I brought the kingsley to my weekly jam today. I plugged it into a bogner 1x12 with a vintage 30 in it. This amp was outstanding in a band situation. There was so many tones available from this amp it was stunning. Not a bad tone to be had. I spent a lot of time in triode mode but swtiched over to pentode mode for the Cream tunes. This is THE most touch sensitive amp I have at the moment. And 30 watts is the perfect power for me too. 

Cheers
Larry


----------



## Tybone (Feb 12, 2006)

*It just keeps getting better*

When I got the kingsley it was equipped with a quad of Tesla EL84 (not JJ's but Teslas). Pete said they sounded much better than the previous set of tubes in there. Being a bit of a corksniffer I decided that a quad of telefunkens should also sound good.

I managed to get a quad from a bloke in the UK and they arrived this morning. I played the amp for 5 min with the Teslas and then I put them (the tele's) in. Drool

They sound great with a sweet top end, deep round lows and very crunchy mids. Absolutly fantastic. Still the same amp but it is musical in slight different way than before. It's my first set of tele's they are staying in there big time.

§ Directions:
(a) In the Kingsley amp thread, which tubes were in the amp when it first arrived?
(b) Write the next part of the Kingsley amp thread, picking up after its final sentence.

§ Information shown:
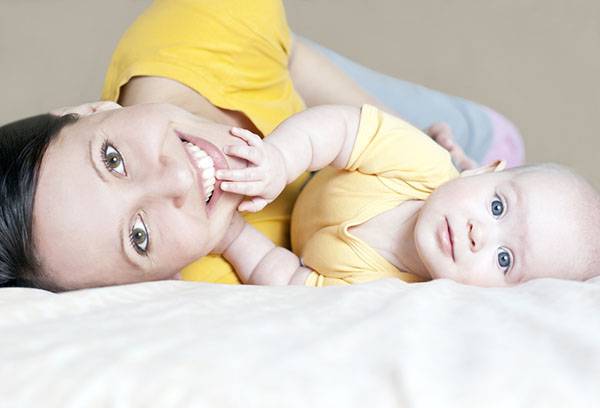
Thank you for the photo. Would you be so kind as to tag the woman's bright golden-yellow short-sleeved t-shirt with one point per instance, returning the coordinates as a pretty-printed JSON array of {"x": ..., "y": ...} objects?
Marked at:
[{"x": 235, "y": 53}]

§ Results of the exercise:
(a) A quad of Tesla EL84 tubes.

(b)
I will have to do a clip.


----------



## faracaster (Mar 9, 2006)

Dr. Larry

Must hear !!!!! Must hear !!!!!None Drool None Drool


----------



## Theon (Nov 15, 2017)

Hello all! New to the Guitars Canada Forum.

Acquired this Kingsley Deluxe 30T from a fellow a few years back. Wondering if it's the same amp head. Trying to track down the original and/or previous owners of this great amp.

Thanks for any replies ahead of time.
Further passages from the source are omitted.